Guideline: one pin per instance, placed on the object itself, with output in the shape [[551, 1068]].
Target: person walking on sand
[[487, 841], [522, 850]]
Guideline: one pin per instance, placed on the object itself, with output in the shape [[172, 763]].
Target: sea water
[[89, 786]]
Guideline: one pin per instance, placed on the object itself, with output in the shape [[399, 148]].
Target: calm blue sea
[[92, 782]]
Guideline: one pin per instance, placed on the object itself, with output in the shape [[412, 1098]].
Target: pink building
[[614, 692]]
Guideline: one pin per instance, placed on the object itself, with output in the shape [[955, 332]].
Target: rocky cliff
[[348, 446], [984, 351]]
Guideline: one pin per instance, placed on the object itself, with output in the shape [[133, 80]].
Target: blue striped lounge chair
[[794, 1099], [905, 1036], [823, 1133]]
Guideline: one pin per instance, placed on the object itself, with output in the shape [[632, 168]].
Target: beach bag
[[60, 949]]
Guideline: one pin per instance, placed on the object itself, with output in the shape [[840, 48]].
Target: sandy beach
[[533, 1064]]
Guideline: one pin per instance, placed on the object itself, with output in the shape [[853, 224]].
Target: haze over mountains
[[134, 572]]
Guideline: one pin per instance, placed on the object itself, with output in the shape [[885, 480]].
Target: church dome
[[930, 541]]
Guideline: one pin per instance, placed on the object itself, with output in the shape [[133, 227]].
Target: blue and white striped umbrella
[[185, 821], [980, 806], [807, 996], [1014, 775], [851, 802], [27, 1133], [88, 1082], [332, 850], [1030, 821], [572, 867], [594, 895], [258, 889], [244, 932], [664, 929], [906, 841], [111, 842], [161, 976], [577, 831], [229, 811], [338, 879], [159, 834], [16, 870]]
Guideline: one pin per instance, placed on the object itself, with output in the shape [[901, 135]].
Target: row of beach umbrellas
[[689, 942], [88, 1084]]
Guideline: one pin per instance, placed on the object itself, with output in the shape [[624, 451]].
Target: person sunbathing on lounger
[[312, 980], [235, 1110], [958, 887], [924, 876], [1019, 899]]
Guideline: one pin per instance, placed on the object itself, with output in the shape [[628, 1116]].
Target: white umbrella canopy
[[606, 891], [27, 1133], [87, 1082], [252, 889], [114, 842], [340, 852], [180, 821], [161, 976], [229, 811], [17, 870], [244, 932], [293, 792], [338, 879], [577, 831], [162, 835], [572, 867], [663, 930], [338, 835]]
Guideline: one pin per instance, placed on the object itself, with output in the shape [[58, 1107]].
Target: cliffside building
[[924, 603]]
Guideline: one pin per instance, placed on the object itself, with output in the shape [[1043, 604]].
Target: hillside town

* _Task_: Lay out every line of the items above as a Markdown table with a Row column numbering each line and a Line column holding its text. Leave out blank lines.

* _Exercise output_:
| Row | Line |
|---|---|
| 1 | Guideline: one pin per instance, placed on the object itself, with output in the shape [[551, 1068]]. |
| 2 | Target: person walking on sand |
| 3 | [[487, 841], [522, 850]] |
| 4 | Guideline: one pin per instance, placed on the object itself, with output in the shape [[172, 763]]. |
| 5 | Target: sea water |
| 6 | [[89, 786]] |
| 7 | Guideline: one pin per instance, placed on the object itself, with output in the shape [[399, 148]]. |
| 8 | Target: calm blue sea |
| 9 | [[92, 782]] |
| 10 | Guideline: one pin per instance, placed on the object itself, with output in the shape [[412, 1098]]. |
| 11 | Target: pink building |
| 12 | [[614, 692]] |
| 13 | Guideline: one pin per instance, placed on the object itself, with output in the shape [[955, 332]]. |
| 14 | Target: rocky cliff |
| 15 | [[348, 446], [984, 351]] |
| 16 | Guideline: one pin per instance, placed on the object itself, with output in the shape [[133, 80]]. |
| 17 | Target: blue striped lounge chair |
| 18 | [[794, 1099], [905, 1036], [823, 1133]] |
| 19 | Guideline: one pin per instance, placed on the object itself, with output in the shape [[632, 168]]. |
| 20 | Target: beach bag |
| 21 | [[60, 949]] |
| 22 | Guideline: one pin per instance, placed on the object itself, with output in the shape [[840, 48]]. |
| 23 | Target: sandy beach |
| 24 | [[533, 1064]] |
| 25 | Guideline: one pin per instance, placed on the object itself, with output in the shape [[853, 224]]. |
| 26 | Target: haze over mountains |
| 27 | [[134, 572]] |
| 28 | Guideline: one pin per instance, placed on the object itself, with output in the shape [[885, 480]]. |
| 29 | Target: church dome |
| 30 | [[930, 541]] |
| 31 | Guideline: one pin per instance, placed on the object itself, with output in the shape [[133, 227]]. |
| 32 | Target: blue and white striped umbrella |
| 33 | [[185, 821], [980, 806], [807, 996], [1014, 775], [851, 802], [27, 1133], [88, 1082], [332, 850], [1030, 821], [572, 867], [594, 895], [258, 889], [244, 932], [664, 929], [906, 841], [111, 842], [161, 976], [577, 831], [229, 811], [338, 879], [159, 834], [16, 870]] |
| 34 | Guideline: one pin per instance, placed on the object itself, with output in the shape [[901, 135]]. |
| 35 | Target: row of beach umbrellas |
| 36 | [[689, 942], [88, 1084]] |
| 37 | Guideline: one pin per instance, placed on the object itself, with output in the shape [[624, 451]]. |
| 38 | Target: person sunbathing on lounger |
| 39 | [[312, 980], [235, 1110], [958, 887], [924, 876], [1019, 899]] |
| 40 | Guideline: one pin per instance, placed on the object itself, with output in the shape [[628, 1116]]. |
| 41 | Target: white umbrella canopy |
| 42 | [[606, 891], [27, 1133], [87, 1082], [252, 889], [114, 842], [340, 852], [180, 821], [161, 976], [229, 811], [17, 870], [244, 932], [293, 792], [338, 879], [577, 831], [162, 835], [572, 867], [663, 930], [338, 835]] |
| 43 | Guideline: one pin per instance, placed on the object itself, with output in the shape [[58, 1107]]. |
| 44 | Target: cliffside building |
| 45 | [[924, 603]] |
| 46 | Guideline: one pin per instance, placed on the object itself, with output in the shape [[1043, 604]]. |
| 47 | Target: hillside town |